Where a single-celled amoeba moves to find food, human cells migrate as part of complex bodily functions like immunity. Disease-fighting cells for instance move toward bacteria and cells infected with viruses, which they target for destruction. Unfortunately, the same cells can mistakenly attack the body's own cells or drive inflammation too far, worsening the problem they rushed in to solve.
A team of researchers at the University of Rochester Medical Center has been studying proteins called integrins that enable T cells, a major subset of immune cells, to migrate. The integrin-related mechanisms described for the first time in the current paper suggest a way to shut down only those T cells currently in the act of disease-related migration, while leaving in place reserves needed in the likely event that another infection occurs during treatment. Making the mechanistic discoveries possible was a successful effort by the team to capture on video the first detailed images of fast-migrating T cells and the behavior of key proteins related to migration, which had been tagged with fluorescence. Twelve videos of T cells, and their key migration proteins, in action are part of the publication and are available online.
"There are many cases where it would be incredibly useful to precisely block integrin activation, and thus T cell migration," said Minsoo Kim, Ph.D., assistant professor of Microbiology and Immunology within the David H. Smith Center for Vaccine Biology and Immunology at the Medical Center, and lead author of the article. "Good examples include when our immune system attacks our own cells, or rejects a lifesaving transplant or clogs our blood vessels by mistake. The problem is that past, system-wide attempts that block all integrin activation, like the multiple sclerosis drug Tysabri, shut down not only unwanted inflammation in one locale, but also vital immune defenses elsewhere, leaving patients vulnerable to infection."

__Supplied information__
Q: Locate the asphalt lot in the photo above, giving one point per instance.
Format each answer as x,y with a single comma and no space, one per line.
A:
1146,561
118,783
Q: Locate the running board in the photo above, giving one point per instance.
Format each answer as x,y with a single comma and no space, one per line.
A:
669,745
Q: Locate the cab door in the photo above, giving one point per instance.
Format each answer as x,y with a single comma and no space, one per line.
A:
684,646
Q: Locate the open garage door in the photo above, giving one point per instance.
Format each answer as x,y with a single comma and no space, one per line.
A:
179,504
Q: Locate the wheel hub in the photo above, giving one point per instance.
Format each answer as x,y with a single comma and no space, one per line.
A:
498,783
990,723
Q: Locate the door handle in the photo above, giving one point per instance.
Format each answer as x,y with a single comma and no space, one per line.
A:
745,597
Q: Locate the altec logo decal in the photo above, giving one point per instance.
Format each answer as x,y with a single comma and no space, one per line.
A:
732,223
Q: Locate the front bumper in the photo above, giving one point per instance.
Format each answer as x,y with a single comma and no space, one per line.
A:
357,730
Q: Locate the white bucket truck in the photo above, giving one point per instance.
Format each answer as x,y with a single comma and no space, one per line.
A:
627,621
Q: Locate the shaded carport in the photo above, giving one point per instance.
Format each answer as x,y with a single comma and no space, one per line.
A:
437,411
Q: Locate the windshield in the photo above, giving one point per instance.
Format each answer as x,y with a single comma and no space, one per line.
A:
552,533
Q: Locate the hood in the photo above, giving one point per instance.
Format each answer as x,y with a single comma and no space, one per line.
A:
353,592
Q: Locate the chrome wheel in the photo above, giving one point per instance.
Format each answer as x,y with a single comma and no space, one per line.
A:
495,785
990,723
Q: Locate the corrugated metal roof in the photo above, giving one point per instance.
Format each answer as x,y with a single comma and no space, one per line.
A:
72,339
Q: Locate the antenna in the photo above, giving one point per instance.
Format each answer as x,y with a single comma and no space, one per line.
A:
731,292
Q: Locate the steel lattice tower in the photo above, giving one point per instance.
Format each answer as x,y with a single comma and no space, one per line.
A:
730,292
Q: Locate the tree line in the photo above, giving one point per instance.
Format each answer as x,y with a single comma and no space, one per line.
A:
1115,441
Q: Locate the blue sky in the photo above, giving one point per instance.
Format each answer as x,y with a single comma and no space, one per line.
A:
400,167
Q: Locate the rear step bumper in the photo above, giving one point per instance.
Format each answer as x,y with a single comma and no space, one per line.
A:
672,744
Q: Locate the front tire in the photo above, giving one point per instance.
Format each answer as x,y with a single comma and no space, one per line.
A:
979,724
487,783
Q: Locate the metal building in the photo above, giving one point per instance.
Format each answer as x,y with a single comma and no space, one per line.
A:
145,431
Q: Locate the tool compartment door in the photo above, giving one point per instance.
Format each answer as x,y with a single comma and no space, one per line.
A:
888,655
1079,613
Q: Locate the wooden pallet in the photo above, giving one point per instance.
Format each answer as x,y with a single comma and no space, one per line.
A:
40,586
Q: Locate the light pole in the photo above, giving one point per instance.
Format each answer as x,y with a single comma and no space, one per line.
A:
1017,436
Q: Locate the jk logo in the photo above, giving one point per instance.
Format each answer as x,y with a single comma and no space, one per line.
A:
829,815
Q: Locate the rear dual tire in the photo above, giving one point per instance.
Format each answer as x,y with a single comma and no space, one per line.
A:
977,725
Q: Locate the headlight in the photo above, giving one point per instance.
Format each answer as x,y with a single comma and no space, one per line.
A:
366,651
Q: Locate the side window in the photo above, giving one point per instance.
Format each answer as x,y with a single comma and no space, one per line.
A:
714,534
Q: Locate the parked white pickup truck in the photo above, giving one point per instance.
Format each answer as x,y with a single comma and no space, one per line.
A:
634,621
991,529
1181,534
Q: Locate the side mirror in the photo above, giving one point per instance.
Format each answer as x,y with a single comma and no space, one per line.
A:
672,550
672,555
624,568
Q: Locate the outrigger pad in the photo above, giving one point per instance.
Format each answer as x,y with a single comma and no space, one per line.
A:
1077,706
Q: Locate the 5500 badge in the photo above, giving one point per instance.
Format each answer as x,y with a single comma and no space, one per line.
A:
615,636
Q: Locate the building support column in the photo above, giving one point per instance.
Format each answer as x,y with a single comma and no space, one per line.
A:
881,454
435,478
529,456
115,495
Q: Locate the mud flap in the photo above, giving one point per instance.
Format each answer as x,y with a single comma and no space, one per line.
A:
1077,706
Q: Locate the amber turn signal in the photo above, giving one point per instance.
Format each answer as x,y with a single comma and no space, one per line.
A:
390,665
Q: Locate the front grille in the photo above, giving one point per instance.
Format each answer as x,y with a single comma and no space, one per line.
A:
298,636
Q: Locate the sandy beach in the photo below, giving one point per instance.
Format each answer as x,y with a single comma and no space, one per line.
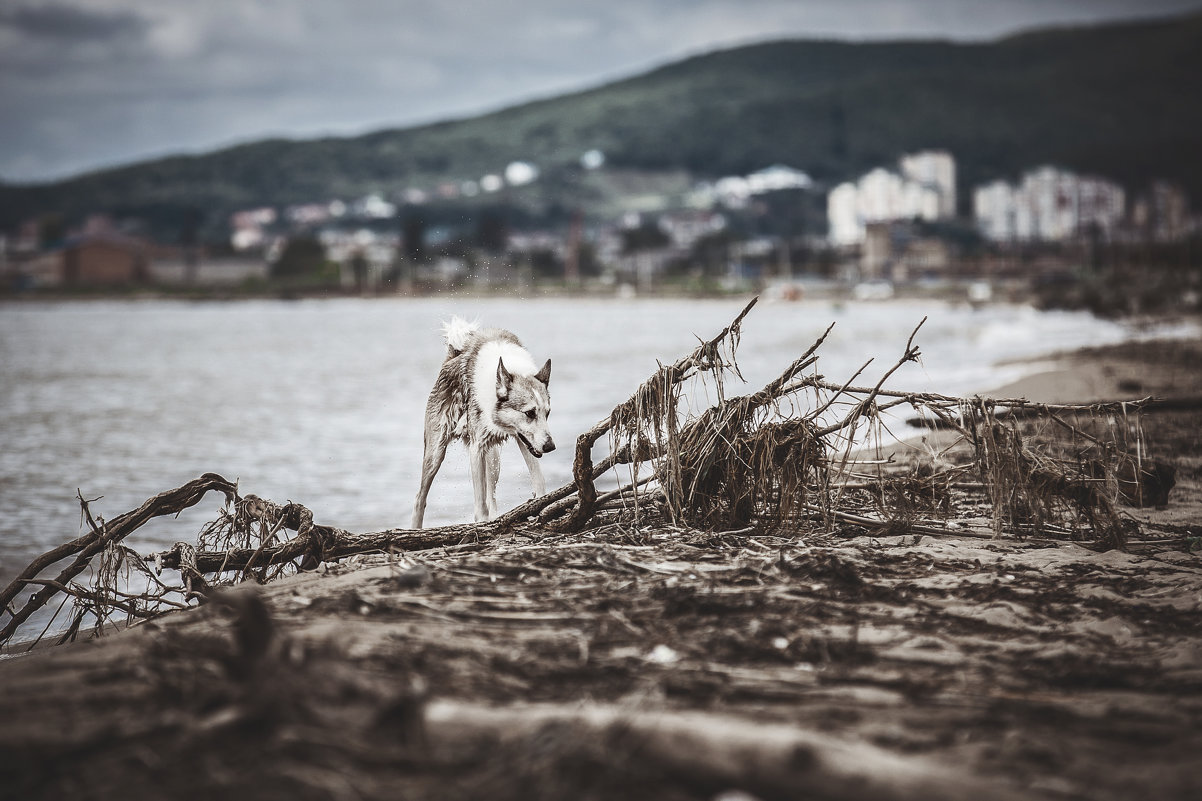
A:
643,662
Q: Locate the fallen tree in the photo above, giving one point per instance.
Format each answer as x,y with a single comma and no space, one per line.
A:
783,456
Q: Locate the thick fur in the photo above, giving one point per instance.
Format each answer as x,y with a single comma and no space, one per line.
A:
487,391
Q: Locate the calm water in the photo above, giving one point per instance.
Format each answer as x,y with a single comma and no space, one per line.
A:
321,402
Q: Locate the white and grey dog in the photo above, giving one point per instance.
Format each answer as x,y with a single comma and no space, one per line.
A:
487,391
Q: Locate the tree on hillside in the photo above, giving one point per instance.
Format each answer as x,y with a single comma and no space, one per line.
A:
301,256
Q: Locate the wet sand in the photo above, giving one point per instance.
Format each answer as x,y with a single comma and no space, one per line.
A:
670,663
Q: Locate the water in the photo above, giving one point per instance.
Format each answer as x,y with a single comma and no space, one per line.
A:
321,402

__The problem__
For each statement below, say yes or no to whether it agrees with the text about T cell migration, and quote the words of the text that decide it.
1. The team's videos of T cells can be viewed online.
2. Minsoo Kim holds the rank of full professor.
3. Tysabri blocks integrin activation only at the site of unwanted inflammation.
The rows are separate material from the text about T cell migration.

__Task answer__
1. Yes: "Twelve videos of T cells, and their key migration proteins, in action are part of the publication and are available online."
2. No: "assistant professor of Microbiology and Immunology"
3. No: "past, system-wide attempts that block all integrin activation, like the multiple sclerosis drug Tysabri, shut down not only unwanted inflammation in one locale, but also vital immune defenses elsewhere"